Work order 1:
In the passage on mold and building-related illness, decide whether each statement agrees with the text. Answer yes or no and quote the words that decide it.
(a) Legionnaires' disease is caused by a mold.
(b) Doctors noticed the cluster of babies in Cleveland in 1994.
(c) The jury's award to Ballard and Allison came in 2001.
Work order 2:
Answer these questions from the passage on mold and building-related illness:
(a) How many people died in the outbreak at the Philadelphia hotel?
(b) What mold did initial research point to as the possible cause of the Cleveland babies' lung bleeding?
(c) In what year did the pipes in the Texas mansion spring a leak?

==== Reading passage ====

Don’t get me wrong. Concern about toxic mold and other building-related health problems didn’t materialize overnight, and it’s not necessarily mass hysteria. On the contrary, it can be traced back to a real incident, the outbreak of Legionnaires’ disease at a Philadelphia hotel in 1976. Legionnaires’ disease is caused not by mold but by a specific bacterium, Legionella pneumophila, which had established itself in the hotel’s air-conditioning system; over 200 people contracted bacterial pneumonia, and 34 died. The outbreak planted the notion of pathogens lurking in walls in the public mind, and many instances of “sick building syndrome” have emerged since. Some of these have proven chimerical, but not all.

Two main factors are thought to contribute to building-related illness: widespread dependence on air-conditioning and the construction of tighter buildings in response to the energy crisis of the early 70s. The resultant closed environments can concentrate toxins or allergens and promote certain kinds of illness — asthma in children has risen sharply in recent decades, for example, and some say tight buildings are partly to blame.

Mold in particular got a closer look in 1994, when doctors noticed that a cluster of babies in Cleveland had developed bleeding in their lungs. Initial research suggested that the cause might be a toxin-producing mold called Stachybotrys chartarum. Like all molds it thrives in wet environments, and many of the lung-damaged babies lived in homes that had recently suffered major water damage.

Mold made headlines again a few years later. In 1998 the pipes in the Texas mansion belonging to Melinda Ballard and Ron Allison sprang a leak. Massive amounts of mold bloomed, but because most of the growth was inside the walls the couple didn’t realize what was going on for months. Meanwhile their son developed asthma, tremors, and learning problems, and Allison’s memory and ability to concentrate were so seriously impaired he lost his job. Ballard became convinced the problem was Stachybotrys and other molds. The couple sued, claiming their insurance company hadn’t moved fast enough, and in 2001 a jury awarded them $32 million. Since then mold-related insurance claims and lawsuits have multiplied, and builders and insurers are preparing for the worst.

So we’ve got a family with a frightening mold problem on the one hand and serious health problems on the other. It’s easy enough to believe Problem A caused Problem B. (According to the New York Times Magazine story, at one point a consultant walked into the Ballard home without a respirator; half an hour later he was puking his guts out, and he also suffered apparently permanent hearing loss. You’d need the soul of a tobacco lawyer to argue that such a thing was just coincidence.)

==== Listed records ====

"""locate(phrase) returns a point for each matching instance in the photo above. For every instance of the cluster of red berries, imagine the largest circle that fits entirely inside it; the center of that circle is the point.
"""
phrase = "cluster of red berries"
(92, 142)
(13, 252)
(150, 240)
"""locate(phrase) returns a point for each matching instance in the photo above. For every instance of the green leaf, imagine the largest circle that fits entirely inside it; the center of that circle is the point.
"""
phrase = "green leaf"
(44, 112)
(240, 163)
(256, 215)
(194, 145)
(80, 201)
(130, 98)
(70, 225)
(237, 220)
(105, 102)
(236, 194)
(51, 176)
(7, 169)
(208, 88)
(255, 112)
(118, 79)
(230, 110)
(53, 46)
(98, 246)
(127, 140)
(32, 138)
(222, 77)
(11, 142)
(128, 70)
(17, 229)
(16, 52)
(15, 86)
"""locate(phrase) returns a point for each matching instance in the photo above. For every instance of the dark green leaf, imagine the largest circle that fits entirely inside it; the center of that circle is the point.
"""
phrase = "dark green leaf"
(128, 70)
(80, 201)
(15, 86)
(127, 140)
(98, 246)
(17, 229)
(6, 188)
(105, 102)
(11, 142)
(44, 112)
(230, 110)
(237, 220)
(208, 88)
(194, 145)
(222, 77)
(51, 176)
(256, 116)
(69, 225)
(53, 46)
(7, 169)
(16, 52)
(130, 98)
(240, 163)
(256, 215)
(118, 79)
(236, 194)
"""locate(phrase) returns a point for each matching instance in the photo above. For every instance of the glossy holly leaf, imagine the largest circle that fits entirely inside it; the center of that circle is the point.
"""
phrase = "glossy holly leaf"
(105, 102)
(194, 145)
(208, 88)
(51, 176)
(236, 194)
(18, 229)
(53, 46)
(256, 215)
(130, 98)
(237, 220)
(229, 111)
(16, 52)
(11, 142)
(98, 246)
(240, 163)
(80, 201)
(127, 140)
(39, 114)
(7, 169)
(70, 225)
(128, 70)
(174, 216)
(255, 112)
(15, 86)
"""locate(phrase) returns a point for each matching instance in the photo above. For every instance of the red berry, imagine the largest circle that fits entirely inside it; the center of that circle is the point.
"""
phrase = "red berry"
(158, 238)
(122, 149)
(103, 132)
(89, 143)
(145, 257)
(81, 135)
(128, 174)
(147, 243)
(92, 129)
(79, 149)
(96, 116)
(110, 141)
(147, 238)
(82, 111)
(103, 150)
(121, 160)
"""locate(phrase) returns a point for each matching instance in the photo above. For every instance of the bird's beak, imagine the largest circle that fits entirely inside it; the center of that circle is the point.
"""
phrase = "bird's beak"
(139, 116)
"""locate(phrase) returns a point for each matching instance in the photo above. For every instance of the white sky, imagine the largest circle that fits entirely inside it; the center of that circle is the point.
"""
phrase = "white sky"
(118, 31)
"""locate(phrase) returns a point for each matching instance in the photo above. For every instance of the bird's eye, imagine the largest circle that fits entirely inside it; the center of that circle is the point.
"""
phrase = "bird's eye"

====

Written response 1:
(a) No: "Legionnaires’ disease is caused not by mold but by a specific bacterium, Legionella pneumophila"
(b) Yes: "Mold in particular got a closer look in 1994, when doctors noticed that a cluster of babies in Cleveland had developed bleeding in their lungs."
(c) Yes: "in 2001 a jury awarded them $32 million"

Written response 2:
(a) 34
(b) Stachybotrys chartarum
(c) 1998